- [Ações a realizar]:
(1) Reproduza fielmente a parte do texto sobre formação docente que começa em "Se isso poderia" e segue até "uma tessitura coletiva?".
(2) No texto sobre formação docente, de qual autor é a noção de experiência-limite usada para pensar uma formação-experiência?

- [Trecho citado]:
__________
Foucault toma o seu trabalho como um deslocamento, movimento que possibilita ao indivíduo diferenciar-se e experienciar uma relação consigo e com a produção de verdade. Com esta ideia movente, o filósofo se autodenomina um experimentador, - questão muito cara para uma formação inventiva (Dias, 2012), que não quer se reduzir ao lugar-comum de dar forma a, mas se coloca como uma formação-experiência, estando além das dimensões (im)pessoais, pois uma formação é feita consigo, com outros e para outros. Esta questão tem um alcance coletivo, dizendo respeito a uma prática que tem por objetivo desindividualizar, a um modo de pensar que extrapola o sujeito individual e se endereça à experiência daqueles que serão formados ou atravessam o caminho do formador. Nestes termos, uma formação-experiência se opõe a lógicas capacitadoras e pedagogizantes que formam produzindo verdades únicas e explicações que reduzem a relação com os saberes, os fazeres, as coisas. Estas lógicas capacitadoras e pedagogizantes são aqui entendidas por um modo naturalizado, que expressa uma formação universal e que se dá por aplicação de um saber prévio generalizante. Ao contrário de tais lógicas, “uma experiência é alguma coisa que fazemos inteiramente sós, mas só podemos fazê-la na medida em que escapará à pura subjetividade, em que outros poderão, não digo retomá-la exatamente, mas, ao menos, cruzá-la e atravessá-la de novo. ” (Foucault, 1994/2010a, p. 295).

Se isso poderia ser facilmente admitido para a experiência de formar um professor - que é, afinal, uma produção, um acontecimento -, como colocar nessa chave da fabricação da experiência aquilo que disparou uma formação inventiva? Como se abrir para uma formação que assuma uma dimensão de tessitura, coemergente na articulação entre pessoas, conhecimentos, relações, programas e gestos? Em que sentido seria possível tomar a formação como efeito de resistências que intensificam a vida? Seria possível em territórios escolares forjar práticas de experimentação ativa que tornem visíveis as diferenças? Como supor que isto seja uma tessitura coletiva?

Estas questões têm me acompanhado nos movimentos formativos e, neste trabalho, tematizo agenciando as noções de formação, de vida e de resistência. Para tanto, uso a perspectiva de produção de subjetividade de Foucault e a noção de experiência-limite de Blanchot para pensar uma formação-experiência. Junto com estes conceitos, que me guiarão no decorrer do trabalho, uso a noção de vida e de resistência para dizer que formar professores é produzir subjetividades e dessubjetivações. Com este agenciamento entre formação, vida e resistência à ideia é possível pensar possibilidades de condições de trabalho para professores diversas das que vêm sendo hegemonicamente praticadas e pensadas, as quais são judicializadas e aprisionadas em formações ditas competentes e habilidosas para lidar com o contemporâneo e suas facetas, que cada vez mais investem em uma vida pret-à-porter (Rolnik, 1997), identitária, para que se mantenha a permanência de práticas generalizantes. Contrariamente a esta posição de judicialização da experiência, o agenciamento é feito para formar e desformar assumindo os riscos de colocar a formação como invenção.
__________
Registros do conjunto de dados sobre a localização de objetos:

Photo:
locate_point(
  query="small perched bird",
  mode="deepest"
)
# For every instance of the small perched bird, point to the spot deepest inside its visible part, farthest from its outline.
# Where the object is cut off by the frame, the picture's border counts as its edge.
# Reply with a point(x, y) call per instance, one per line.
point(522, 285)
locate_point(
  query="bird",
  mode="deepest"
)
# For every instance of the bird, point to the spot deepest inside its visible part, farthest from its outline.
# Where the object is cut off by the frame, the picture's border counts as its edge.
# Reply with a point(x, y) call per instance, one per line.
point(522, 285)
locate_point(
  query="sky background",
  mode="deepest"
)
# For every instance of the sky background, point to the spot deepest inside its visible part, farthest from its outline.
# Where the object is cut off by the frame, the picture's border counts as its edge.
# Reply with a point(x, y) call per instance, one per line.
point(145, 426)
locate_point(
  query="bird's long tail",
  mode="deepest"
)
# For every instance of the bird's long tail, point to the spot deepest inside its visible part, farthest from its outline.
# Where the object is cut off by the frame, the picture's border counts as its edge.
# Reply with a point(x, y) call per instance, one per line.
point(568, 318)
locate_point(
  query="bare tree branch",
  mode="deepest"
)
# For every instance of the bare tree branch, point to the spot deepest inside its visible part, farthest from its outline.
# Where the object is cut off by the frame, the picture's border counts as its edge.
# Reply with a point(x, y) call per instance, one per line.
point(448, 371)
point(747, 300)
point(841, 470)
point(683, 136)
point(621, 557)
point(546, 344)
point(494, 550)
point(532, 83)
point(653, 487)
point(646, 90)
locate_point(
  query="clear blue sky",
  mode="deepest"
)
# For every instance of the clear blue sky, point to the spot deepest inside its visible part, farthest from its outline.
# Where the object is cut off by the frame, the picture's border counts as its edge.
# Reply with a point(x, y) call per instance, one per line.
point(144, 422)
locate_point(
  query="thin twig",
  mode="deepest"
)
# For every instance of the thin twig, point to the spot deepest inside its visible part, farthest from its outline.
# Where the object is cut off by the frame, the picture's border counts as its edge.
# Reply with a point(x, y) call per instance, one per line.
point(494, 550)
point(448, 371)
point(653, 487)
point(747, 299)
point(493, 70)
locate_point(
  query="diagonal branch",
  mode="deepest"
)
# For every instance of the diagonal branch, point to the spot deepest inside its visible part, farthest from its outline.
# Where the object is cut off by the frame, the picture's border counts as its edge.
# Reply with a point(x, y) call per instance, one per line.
__________
- [Resultados do exercício]:
(1)
Se isso poderia ser facilmente admitido para a experiência de formar um professor - que é, afinal, uma produção, um acontecimento -, como colocar nessa chave da fabricação da experiência aquilo que disparou uma formação inventiva? Como se abrir para uma formação que assuma uma dimensão de tessitura, coemergente na articulação entre pessoas, conhecimentos, relações, programas e gestos? Em que sentido seria possível tomar a formação como efeito de resistências que intensificam a vida? Seria possível em territórios escolares forjar práticas de experimentação ativa que tornem visíveis as diferenças? Como supor que isto seja uma tessitura coletiva?

(2) De Blanchot.